▶ Written task
How many lines in the records below contain the word "negative"? Reply with the number alone.

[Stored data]
■ ■ ■ ■ ■

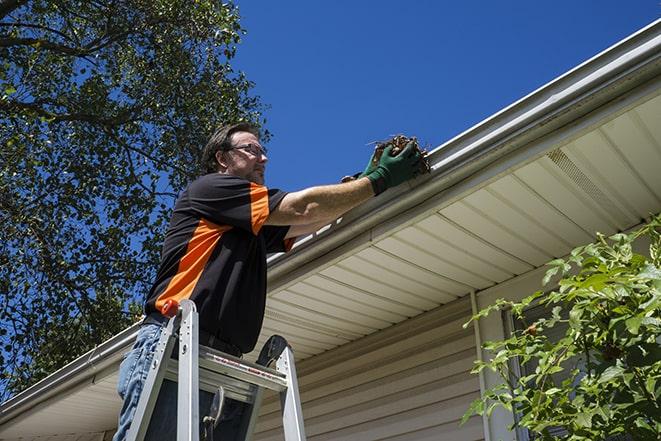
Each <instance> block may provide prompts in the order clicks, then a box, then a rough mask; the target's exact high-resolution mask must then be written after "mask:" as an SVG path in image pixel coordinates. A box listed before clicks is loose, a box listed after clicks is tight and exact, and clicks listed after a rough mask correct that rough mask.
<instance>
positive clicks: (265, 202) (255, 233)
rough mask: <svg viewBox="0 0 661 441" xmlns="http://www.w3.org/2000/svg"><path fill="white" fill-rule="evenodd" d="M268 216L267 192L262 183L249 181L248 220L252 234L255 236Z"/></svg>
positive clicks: (261, 228)
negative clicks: (249, 221) (257, 182)
mask: <svg viewBox="0 0 661 441" xmlns="http://www.w3.org/2000/svg"><path fill="white" fill-rule="evenodd" d="M268 217H269V194H268V190H267V189H266V187H264V186H263V185H259V184H255V183H254V182H251V183H250V222H251V225H252V234H254V235H255V236H257V233H259V230H261V229H262V225H264V222H266V218H268Z"/></svg>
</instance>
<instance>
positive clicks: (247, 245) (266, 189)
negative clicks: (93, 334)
mask: <svg viewBox="0 0 661 441" xmlns="http://www.w3.org/2000/svg"><path fill="white" fill-rule="evenodd" d="M389 152H390V150H389V148H386V150H385V151H384V153H383V155H382V156H381V158H380V160H379V163H378V164H376V165H375V164H373V163H372V161H370V163H369V164H368V167H367V169H366V170H365V172H363V174H362V175H361V176H359V177H358V179H356V180H354V181H351V182H347V183H343V184H337V185H328V186H320V187H310V188H307V189H304V190H301V191H298V192H294V193H285V192H283V191H280V190H276V189H268V188H267V187H265V186H264V172H265V166H266V162H267V160H268V158H267V156H266V150H265V149H264V148H263V147H262V146H261V144H260V141H259V131H258V130H257V129H256V128H255V127H253V126H251V125H249V124H245V123H240V124H234V125H230V126H225V127H222V128H220V129H219V130H217V131H216V133H214V135H213V136H212V137H211V139H210V140H209V142H208V144H207V146H206V147H205V149H204V152H203V154H202V165H203V171H204V173H205V174H204V175H203V176H201V177H200V178H198V179H196V180H195V181H193V182H192V183H191V184H190V185H189V186H188V187H187V188H186V189H185V190H184V191H183V193H182V194H181V195H180V196H179V198H178V199H177V202H176V203H175V207H174V211H173V214H172V218H171V220H170V225H169V227H168V230H167V233H166V236H165V242H164V244H163V252H162V256H161V265H160V267H159V270H158V273H157V276H156V281H155V282H154V285H153V287H152V289H151V291H150V292H149V295H148V296H147V301H146V304H145V312H146V314H147V317H146V318H145V320H144V322H143V324H142V326H141V328H140V331H139V333H138V337H137V339H136V342H135V344H134V346H133V348H132V349H131V351H130V352H129V353H128V354H127V355H126V357H125V359H124V361H123V362H122V364H121V366H120V373H119V381H118V385H117V391H118V393H119V395H120V397H121V398H122V399H123V400H124V403H123V406H122V410H121V412H120V416H119V425H118V428H117V433H116V434H115V437H114V438H113V440H114V441H120V440H123V439H124V438H125V436H126V434H127V432H128V429H129V427H130V424H131V421H132V419H133V415H134V414H135V410H136V407H137V403H138V400H139V397H140V393H141V392H142V387H143V384H144V382H145V380H146V378H147V374H148V371H149V366H150V363H151V360H152V358H153V354H154V351H155V348H156V344H157V342H158V339H159V337H160V334H161V329H162V327H163V326H164V325H165V324H166V322H167V318H166V317H165V316H163V315H162V314H161V313H160V311H161V308H162V307H163V305H164V304H165V302H166V301H167V300H169V299H174V300H177V301H179V300H182V299H191V300H193V301H194V302H195V305H196V307H197V311H198V314H199V319H200V320H199V323H200V333H199V334H200V335H199V342H200V344H201V345H204V346H210V347H213V348H215V349H218V350H220V351H223V352H226V353H229V354H232V355H235V356H239V357H240V356H241V355H242V354H244V353H248V352H250V351H252V350H253V348H254V346H255V343H256V342H257V337H258V336H259V332H260V330H261V326H262V319H263V317H264V305H265V301H266V254H267V253H272V252H280V251H288V250H289V249H290V248H291V246H292V244H293V240H294V238H296V237H297V236H300V235H304V234H308V233H311V232H313V231H317V230H318V229H319V228H320V227H322V226H324V225H327V224H328V223H330V222H331V221H333V220H335V219H337V218H338V217H339V216H341V215H342V214H344V213H346V212H347V211H349V210H350V209H352V208H354V207H356V206H358V205H359V204H361V203H363V202H365V201H367V200H368V199H370V198H371V197H373V196H375V195H377V194H380V193H381V192H383V191H385V190H386V189H387V188H389V187H393V186H396V185H398V184H400V183H402V182H404V181H406V180H408V179H410V178H412V177H413V176H414V175H415V174H416V170H417V169H418V167H419V161H420V160H421V157H420V155H419V153H417V152H416V151H414V150H413V149H412V146H408V147H407V148H406V149H404V150H403V151H402V152H401V153H400V154H399V155H397V156H394V157H393V156H390V155H389ZM211 399H212V397H211V394H209V393H206V392H201V393H200V413H202V414H204V413H205V412H206V409H208V407H209V404H210V402H211ZM241 412H242V406H241V405H240V403H238V402H234V401H230V402H229V403H227V404H226V405H225V406H224V410H223V417H222V421H221V423H220V424H219V425H218V427H217V432H216V433H218V437H219V438H220V437H222V439H223V440H230V439H234V438H233V434H234V433H235V432H236V430H237V426H238V424H239V423H240V420H241V418H240V414H241ZM176 420H177V419H176V385H175V384H174V383H172V382H170V381H167V380H166V381H164V383H163V387H162V388H161V391H160V394H159V397H158V400H157V403H156V407H155V409H154V414H153V415H152V419H151V424H150V427H149V430H148V432H147V436H146V439H148V440H152V439H153V440H165V439H174V438H175V433H176V430H175V422H176Z"/></svg>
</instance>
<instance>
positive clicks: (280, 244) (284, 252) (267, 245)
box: [262, 225, 296, 253]
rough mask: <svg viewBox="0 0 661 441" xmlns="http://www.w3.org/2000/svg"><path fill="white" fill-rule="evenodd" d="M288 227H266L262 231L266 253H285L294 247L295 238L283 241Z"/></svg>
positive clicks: (289, 238)
mask: <svg viewBox="0 0 661 441" xmlns="http://www.w3.org/2000/svg"><path fill="white" fill-rule="evenodd" d="M289 228H290V227H289V226H276V225H266V226H265V227H264V228H263V229H262V233H263V234H264V241H265V242H266V252H267V253H286V252H287V251H289V250H291V247H292V246H293V245H294V241H295V240H296V238H295V237H290V238H289V239H285V236H286V235H287V232H289Z"/></svg>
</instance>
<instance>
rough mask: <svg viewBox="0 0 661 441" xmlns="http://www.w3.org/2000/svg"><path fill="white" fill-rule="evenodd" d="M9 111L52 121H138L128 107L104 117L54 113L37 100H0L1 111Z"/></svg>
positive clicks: (104, 122)
mask: <svg viewBox="0 0 661 441" xmlns="http://www.w3.org/2000/svg"><path fill="white" fill-rule="evenodd" d="M2 110H5V111H8V112H12V111H13V112H16V111H27V112H32V113H35V114H37V115H38V116H42V117H44V118H47V119H49V120H52V121H84V122H90V123H95V124H101V125H104V126H117V125H121V124H126V123H128V122H131V121H136V120H137V118H135V117H134V116H133V111H132V110H133V109H126V110H124V111H122V112H121V113H119V114H118V115H116V116H113V117H103V116H101V115H94V114H90V113H54V112H51V111H49V110H46V109H44V108H43V107H41V106H39V104H37V103H36V102H34V103H24V102H20V101H9V100H0V111H2Z"/></svg>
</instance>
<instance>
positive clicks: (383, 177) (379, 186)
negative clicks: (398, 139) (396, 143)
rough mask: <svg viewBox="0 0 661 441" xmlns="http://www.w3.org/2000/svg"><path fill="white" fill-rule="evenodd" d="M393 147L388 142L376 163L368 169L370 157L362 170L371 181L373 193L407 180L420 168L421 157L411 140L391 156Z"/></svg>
mask: <svg viewBox="0 0 661 441" xmlns="http://www.w3.org/2000/svg"><path fill="white" fill-rule="evenodd" d="M393 148H394V145H392V144H390V145H388V146H387V147H386V148H385V149H384V150H383V154H382V155H381V157H380V158H379V162H378V164H377V165H376V166H375V167H374V168H373V169H372V170H371V171H370V170H369V169H370V165H371V164H372V160H371V159H370V163H369V164H368V166H367V169H365V172H363V175H364V176H367V178H368V179H369V180H370V182H371V183H372V188H373V189H374V194H375V195H378V194H380V193H383V192H384V191H386V190H387V189H388V188H390V187H396V186H397V185H399V184H401V183H403V182H405V181H408V180H409V179H411V178H413V177H414V176H415V175H416V174H417V173H418V171H419V170H420V161H422V160H423V159H422V155H421V154H420V152H419V151H418V149H416V148H415V144H414V143H413V142H409V143H408V144H406V147H405V148H404V150H402V151H401V152H400V153H399V154H398V155H396V156H391V152H392V150H393ZM368 172H369V173H368Z"/></svg>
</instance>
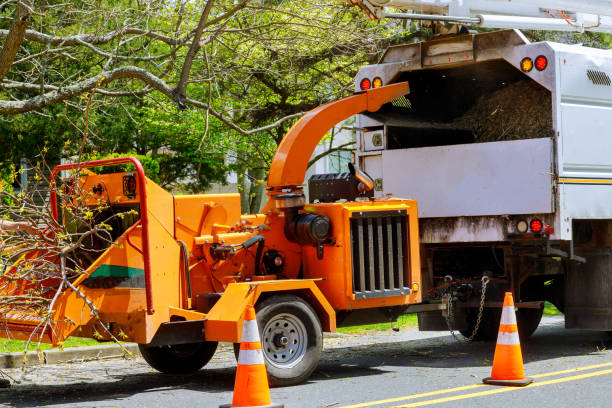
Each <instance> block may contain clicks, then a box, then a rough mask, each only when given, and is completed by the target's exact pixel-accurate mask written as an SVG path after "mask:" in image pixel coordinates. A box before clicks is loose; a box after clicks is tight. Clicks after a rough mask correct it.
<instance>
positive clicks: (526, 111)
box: [354, 2, 612, 339]
mask: <svg viewBox="0 0 612 408" xmlns="http://www.w3.org/2000/svg"><path fill="white" fill-rule="evenodd" d="M430 3H431V2H430ZM436 3H444V2H436ZM447 3H448V2H447ZM497 3H499V2H497ZM399 81H408V82H409V84H410V88H411V90H410V94H409V95H407V97H406V98H400V99H398V100H396V101H394V102H393V103H390V104H387V105H385V106H384V107H383V108H382V109H381V110H380V111H378V112H376V113H374V114H362V115H359V116H358V118H357V122H356V123H357V128H358V129H359V131H358V133H357V134H358V137H357V139H358V150H357V152H356V153H355V158H354V159H355V162H356V163H357V164H358V165H359V167H360V168H361V169H362V170H364V171H365V172H367V173H368V174H369V175H370V176H371V177H372V178H373V179H374V180H375V195H377V196H384V195H387V194H392V195H393V196H396V197H405V198H412V199H416V200H417V202H418V203H419V214H418V215H419V219H420V235H421V243H422V251H421V257H422V260H423V265H424V266H423V267H424V268H426V270H424V271H423V272H424V273H423V279H424V280H425V283H424V286H425V287H424V290H425V293H427V291H428V290H429V291H431V293H434V292H435V293H439V292H440V291H443V292H446V293H447V294H448V295H450V296H451V314H452V319H450V321H448V320H449V319H446V320H447V322H445V321H444V320H445V319H442V316H441V314H440V312H428V314H423V315H421V316H420V325H421V328H422V329H435V328H437V329H439V328H440V325H442V326H443V327H444V326H445V325H446V324H447V323H451V325H453V326H454V327H455V328H457V329H459V330H460V331H461V332H462V333H463V334H464V335H466V336H470V335H471V334H472V332H473V331H474V329H475V328H476V321H477V320H478V319H477V318H478V306H479V303H480V302H479V301H480V298H481V292H482V287H481V286H482V284H481V282H482V280H481V277H482V276H483V275H486V276H487V277H488V280H489V284H488V285H487V287H486V293H485V304H484V305H485V308H484V313H482V323H481V324H480V328H479V330H478V333H476V335H475V337H476V338H480V339H493V338H495V337H496V334H497V325H498V322H499V313H500V307H501V302H502V300H503V291H505V290H512V291H513V292H514V296H515V300H518V302H517V306H518V308H519V309H518V314H517V317H518V324H519V330H520V332H521V335H522V337H523V338H525V337H528V336H529V335H530V334H531V333H532V332H533V331H534V330H535V329H536V328H537V326H538V324H539V321H540V319H541V316H542V307H543V303H544V302H543V301H545V300H548V301H550V302H552V303H553V304H554V305H556V306H557V307H558V308H559V309H560V310H561V311H562V312H563V313H564V314H565V325H566V327H568V328H582V329H594V330H605V331H612V51H607V50H600V49H593V48H587V47H584V46H582V45H566V44H559V43H554V42H538V43H530V41H529V40H528V39H527V38H526V37H525V36H524V35H523V34H522V33H521V32H520V31H517V30H504V31H495V32H487V33H481V34H475V33H466V34H459V35H452V36H445V37H441V38H438V39H434V40H431V41H426V42H420V43H415V44H410V45H402V46H395V47H391V48H389V49H388V50H387V51H386V52H385V54H384V55H383V57H382V59H381V60H380V62H379V63H378V64H374V65H369V66H365V67H363V68H362V69H361V70H360V71H359V72H358V74H357V76H356V78H355V87H356V89H357V90H361V89H365V88H368V87H375V86H380V85H387V84H390V83H394V82H399ZM427 278H428V279H427ZM446 299H448V297H447V298H446Z"/></svg>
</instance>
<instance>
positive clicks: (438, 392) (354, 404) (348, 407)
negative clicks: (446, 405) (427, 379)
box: [340, 363, 612, 408]
mask: <svg viewBox="0 0 612 408" xmlns="http://www.w3.org/2000/svg"><path fill="white" fill-rule="evenodd" d="M609 366H612V363H603V364H594V365H590V366H584V367H577V368H570V369H568V370H561V371H553V372H550V373H542V374H536V375H530V377H531V378H543V377H551V376H553V375H559V374H567V373H574V372H577V371H585V370H592V369H595V368H602V367H609ZM483 386H484V384H472V385H464V386H462V387H456V388H448V389H445V390H437V391H430V392H424V393H421V394H413V395H405V396H403V397H395V398H388V399H384V400H379V401H370V402H362V403H359V404H354V405H346V406H343V407H340V408H362V407H370V406H372V405H381V404H388V403H391V402H398V401H406V400H410V399H416V398H422V397H431V396H432V395H440V394H449V393H452V392H457V391H465V390H470V389H474V388H479V387H483Z"/></svg>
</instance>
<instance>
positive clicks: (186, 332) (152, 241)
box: [0, 82, 421, 385]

■ ■ ■ ■ ■

▶ Exercise response
4